- Given text -
··········

To categorize sources into distinct media groups, I'd rely on the human psychological concept of "social hierarchy detection" or "group leadership evaluation". This principle suggests that humans naturally organize themselves around leaders in a group, who help the group survive and thrive. Similarly, I believe the media landscape is organized around dominant players. In mainstream media, outlets like The New York Times and The Washington Post come to mind. For alternative media, I'd identify influential figures such as Alex Jones, whose channels consistently challenge the mainstream media's coverage and draw a large audience seeking this type of information. This is likely due to widespread dissatisfaction with mainstream media, which may stem from valid reasons.

To gather news from mainstream media outlets, I would utilize Really Simple Syndication (RSS), a technology developed by Aaron Swartz, a remarkable open-source advocate. RSS enables any website to organize its content – be it news articles or other types of information – in a standardized format, facilitating seamless communication between different domains and data structures. This standardization allows for easier access and use of the data, as it clearly defines which fields are required, optional, and what the expectations are.

Information is power. But like all power, there are those who want to keep it for themselves.

While this approach may be effective for mainstream media outlets, it wouldn't apply to alternative media groups due to a fundamental difference: not all alternative media sources have websites that support RSS feeds, unlike the standardized structure found in mainstream media.

To extract necessary information from an alternative media group, I decided to use Telegram, a messaging platform. The reason for this choice is a story worth sharing. In 2020, as the pandemic locked down our planet, I began questioning the main narrative being spun by mainstream media. Upon thorough investigation of media coverage at the time, it became clear that it fit the definition of propaganda: one-sided reporting with no airtime given to experts in their respective fields to challenge the stories being presented at such a speed and momentum that viewers barely had time to stop, think, and reflect on what was being said.

As I continually questioned the information provided by mainstream media sources about the event unfolding in 2020, I found myself seeking out alternative voices and media outlets that offered a higher level of competence and conversational quality on this topic. The gap between these reliable sources and the mainstream media's coverage grew increasingly apparent, prompting me to take a more proactive role in addressing and shedding light on some of the key issues surrounding this pivotal event.

As I continued to explore online interviews, I eventually came across a conversation with a former investment banker from Denmark who had founded a political party called JFK21. Intrigued by what I learned, I decided to take the S train to their offices one day for an open meeting they were hosting.

While there's more to the story than what I'll share here, I can summarize that my investigation ultimately revealed that this political party, led by a former investment banker turned whistleblower, is likely connected to the Danish secret service. This insight came from his own words during one of our meetings, where he mentioned that everyone who attends their gatherings is monitored by the secret service. Interestingly, the party's logo bears a resemblance to Palantir's software, which is used by the Danish police and may also be utilized by the secret service.

What struck me as intriguing was the leader's persistence at our meetings, urging attendees to sign up for and actively use the Russian-based Telegram messaging service, founded by Pavel Durov. He was adamant that we get involved on this particular platform.

··········

(Referring expression items)
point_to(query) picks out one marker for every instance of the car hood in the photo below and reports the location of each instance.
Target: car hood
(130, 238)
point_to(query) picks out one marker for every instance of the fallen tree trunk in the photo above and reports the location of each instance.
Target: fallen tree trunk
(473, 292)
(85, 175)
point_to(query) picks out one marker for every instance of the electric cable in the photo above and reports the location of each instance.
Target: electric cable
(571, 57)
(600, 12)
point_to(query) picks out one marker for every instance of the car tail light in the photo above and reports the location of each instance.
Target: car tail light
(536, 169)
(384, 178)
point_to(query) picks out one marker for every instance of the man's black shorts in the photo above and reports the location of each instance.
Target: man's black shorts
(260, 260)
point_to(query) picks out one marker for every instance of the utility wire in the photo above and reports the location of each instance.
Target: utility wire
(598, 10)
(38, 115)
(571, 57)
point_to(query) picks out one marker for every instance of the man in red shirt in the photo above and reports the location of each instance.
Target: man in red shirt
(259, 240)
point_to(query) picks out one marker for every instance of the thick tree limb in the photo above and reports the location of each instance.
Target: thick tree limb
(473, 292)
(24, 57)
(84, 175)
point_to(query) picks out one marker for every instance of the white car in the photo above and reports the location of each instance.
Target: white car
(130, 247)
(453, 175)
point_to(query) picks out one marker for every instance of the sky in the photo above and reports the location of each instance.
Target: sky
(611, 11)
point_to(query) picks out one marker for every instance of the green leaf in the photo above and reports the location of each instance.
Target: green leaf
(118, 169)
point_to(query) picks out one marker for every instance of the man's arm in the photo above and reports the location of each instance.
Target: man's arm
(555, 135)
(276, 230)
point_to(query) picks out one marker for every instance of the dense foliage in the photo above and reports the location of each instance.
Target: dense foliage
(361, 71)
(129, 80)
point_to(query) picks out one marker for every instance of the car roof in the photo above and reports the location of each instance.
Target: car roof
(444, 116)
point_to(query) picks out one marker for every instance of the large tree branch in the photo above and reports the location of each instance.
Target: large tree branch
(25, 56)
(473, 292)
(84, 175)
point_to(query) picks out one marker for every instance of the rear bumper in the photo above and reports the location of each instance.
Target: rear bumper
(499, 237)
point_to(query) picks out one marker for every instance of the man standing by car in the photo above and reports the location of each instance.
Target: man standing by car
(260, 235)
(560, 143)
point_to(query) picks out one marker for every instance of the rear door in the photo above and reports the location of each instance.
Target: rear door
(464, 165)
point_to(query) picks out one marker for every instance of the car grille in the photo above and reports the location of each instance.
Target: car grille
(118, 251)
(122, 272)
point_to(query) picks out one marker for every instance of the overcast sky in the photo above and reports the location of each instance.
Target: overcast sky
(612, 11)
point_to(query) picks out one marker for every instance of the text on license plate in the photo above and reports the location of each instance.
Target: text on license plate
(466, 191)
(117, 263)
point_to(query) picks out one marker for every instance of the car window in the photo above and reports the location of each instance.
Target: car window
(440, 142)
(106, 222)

··········

- The problem -
Pick up the text on collecting news from mainstream and alternative media after its final sentence and keep writing it. These items were drawn from a separate source and are unrelated to the text.

- Result of this exercise -
On Telegram, you'll find a diverse range of perspectives offering constructive criticism and concerns about prevailing narratives, often without rigorous fact-checking or investigation. This is what many people, including myself, are seeking: reliable insights from experts who aren't afraid to challenge dominant ideas, question prevailing wisdom, and venture outside the comfort zone of groupthink that still plagues many scientists. Unfortunately, not much has changed since the days when the geocentric model held sway, with experts often pointing fingers and mocking rather than engaging in meaningful dialogue.

Upon closer examination, Telegram's Application Programming Interface (API) stood out as particularly noteworthy. As a developer, I was struck by its unique design, which provides unprecedented read/write access to data on the platform. This granular control allows for highly detailed insights into activity within specific chat groups and channels.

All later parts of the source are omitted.